Recorded information ▸
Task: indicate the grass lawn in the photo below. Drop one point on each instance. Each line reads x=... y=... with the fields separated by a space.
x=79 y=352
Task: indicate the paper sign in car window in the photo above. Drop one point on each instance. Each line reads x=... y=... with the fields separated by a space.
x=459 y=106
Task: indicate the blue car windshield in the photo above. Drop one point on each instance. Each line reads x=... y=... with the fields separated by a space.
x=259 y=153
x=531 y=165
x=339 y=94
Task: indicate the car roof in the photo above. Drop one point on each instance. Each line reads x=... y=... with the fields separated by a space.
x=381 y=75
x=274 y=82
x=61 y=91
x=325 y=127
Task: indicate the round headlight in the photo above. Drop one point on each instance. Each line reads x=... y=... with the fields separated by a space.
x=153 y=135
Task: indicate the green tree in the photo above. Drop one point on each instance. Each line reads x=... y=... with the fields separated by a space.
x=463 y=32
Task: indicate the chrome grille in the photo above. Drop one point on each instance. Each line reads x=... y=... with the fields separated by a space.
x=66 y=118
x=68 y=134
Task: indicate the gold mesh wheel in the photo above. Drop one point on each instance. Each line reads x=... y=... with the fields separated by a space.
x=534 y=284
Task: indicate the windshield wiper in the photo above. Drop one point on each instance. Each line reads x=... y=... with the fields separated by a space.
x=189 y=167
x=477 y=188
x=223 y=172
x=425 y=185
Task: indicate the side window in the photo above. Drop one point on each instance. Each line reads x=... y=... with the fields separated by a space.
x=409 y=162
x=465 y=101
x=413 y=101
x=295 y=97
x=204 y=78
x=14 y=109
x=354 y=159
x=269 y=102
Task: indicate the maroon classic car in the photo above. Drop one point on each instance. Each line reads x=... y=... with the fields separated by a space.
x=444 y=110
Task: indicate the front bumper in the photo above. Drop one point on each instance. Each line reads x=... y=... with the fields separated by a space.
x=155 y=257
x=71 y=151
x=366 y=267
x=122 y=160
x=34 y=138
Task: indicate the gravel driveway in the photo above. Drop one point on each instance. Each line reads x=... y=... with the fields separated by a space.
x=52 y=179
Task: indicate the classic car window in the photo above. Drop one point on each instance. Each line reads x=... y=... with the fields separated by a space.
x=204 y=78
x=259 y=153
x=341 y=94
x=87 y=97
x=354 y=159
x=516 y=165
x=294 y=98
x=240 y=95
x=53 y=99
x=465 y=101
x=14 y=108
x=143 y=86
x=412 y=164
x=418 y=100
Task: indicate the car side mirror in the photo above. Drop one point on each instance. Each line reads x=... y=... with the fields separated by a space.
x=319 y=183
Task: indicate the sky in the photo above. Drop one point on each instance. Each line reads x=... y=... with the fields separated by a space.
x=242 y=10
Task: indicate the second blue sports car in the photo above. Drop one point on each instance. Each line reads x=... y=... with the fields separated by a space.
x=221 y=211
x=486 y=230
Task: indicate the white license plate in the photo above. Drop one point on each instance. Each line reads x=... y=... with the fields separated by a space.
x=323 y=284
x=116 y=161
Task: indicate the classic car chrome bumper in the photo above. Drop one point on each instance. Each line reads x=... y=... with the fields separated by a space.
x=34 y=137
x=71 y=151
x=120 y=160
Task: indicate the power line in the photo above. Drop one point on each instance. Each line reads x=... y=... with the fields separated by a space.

Requirements ▸
Copy all of the records above verbatim, from first to last, without changing anything.

Task result ▸
Task: indicate the grass lawn in the photo below. Drop one point on each instance. Each line reads x=... y=... with the fields separated by a space.
x=79 y=352
Task: indicate the paper sign in car window in the photo above. Drop one point on each instance. Each line reads x=... y=... with the fields separated by a space.
x=459 y=106
Task: indicate the blue car windshield in the photo above. Drop one point on each instance. Each line reads x=... y=... with the fields separated by a space.
x=259 y=153
x=531 y=165
x=339 y=94
Task: indicate the car roof in the photo above. Drop one point on each instance. Each line reads x=... y=... with the fields separated by a space.
x=381 y=75
x=274 y=82
x=61 y=91
x=325 y=127
Task: indicate the round headlight in the photo above. Drop one point on each instance. Each line reads x=... y=... with the fields separated by a space.
x=153 y=135
Task: indicate the green tree in the photo above. Drop one point on each instance. Each line reads x=... y=... with the fields separated by a space.
x=463 y=32
Task: indicate the chrome grille in the photo above. Drop one point on each instance. Each line reads x=... y=... with the fields separated by a space.
x=66 y=118
x=68 y=134
Task: indicate the gold mesh wheel in the photo above. Drop one point on each instance. Each line reads x=... y=... with the fields separated by a space.
x=534 y=284
Task: indicate the windshield wiper in the photo above. Drop one point on each instance. Each line reads x=... y=... with the fields separated by a space.
x=189 y=167
x=477 y=188
x=223 y=172
x=425 y=185
Task: indicate the side window in the photo above. Drop one point on each instance. Each line reads x=... y=... with the fields separated by a space.
x=409 y=162
x=465 y=101
x=413 y=101
x=295 y=97
x=204 y=78
x=14 y=109
x=354 y=159
x=269 y=102
Task: indicate the maroon classic car in the photo above. Drop one point on each instance. Each line reads x=... y=... with the fields separated by a space.
x=444 y=110
Task: indicate the front bumper in the photo above. Drop one point on each instance. Each line reads x=... y=... with the fields separated by a space.
x=155 y=257
x=71 y=151
x=366 y=267
x=122 y=160
x=34 y=138
Task: indicate the gravel driveway in the photo above. Drop one point on each instance. Each line reads x=... y=... with the fields separated by a space.
x=52 y=179
Task: indicate the classic car window in the photo above. Drop one point on each instance. Each line reads x=... y=... with the fields separated by a space.
x=204 y=78
x=259 y=153
x=341 y=94
x=87 y=97
x=354 y=159
x=516 y=165
x=294 y=98
x=240 y=95
x=53 y=99
x=465 y=101
x=14 y=108
x=143 y=86
x=412 y=164
x=418 y=100
Task: indicate the car side mirror in the photo above. Drop one point on each instance. Each line reads x=... y=... with the fields separated by a space.
x=319 y=183
Task: indicate the sky in the photo above. Drop one point on each instance. Each line reads x=... y=... with the fields separated by a space.
x=242 y=10
Task: indicate the second blue sports car in the photo above. Drop one point on each instance. Each line reads x=... y=... with the fields separated by a space.
x=221 y=211
x=486 y=230
Task: indicate the white license plate in the photo above. Drop one point on each instance. Each line reads x=... y=... with the fields separated by a space.
x=323 y=284
x=116 y=161
Task: indicate the classic car chrome bumper in the photo above. Drop one point on each instance. Each line reads x=... y=... with the fields separated by a space.
x=34 y=137
x=71 y=151
x=120 y=160
Task: indicate the power line in the photo above. Drop one point on each instance. Each line reads x=... y=... with the fields separated by a space.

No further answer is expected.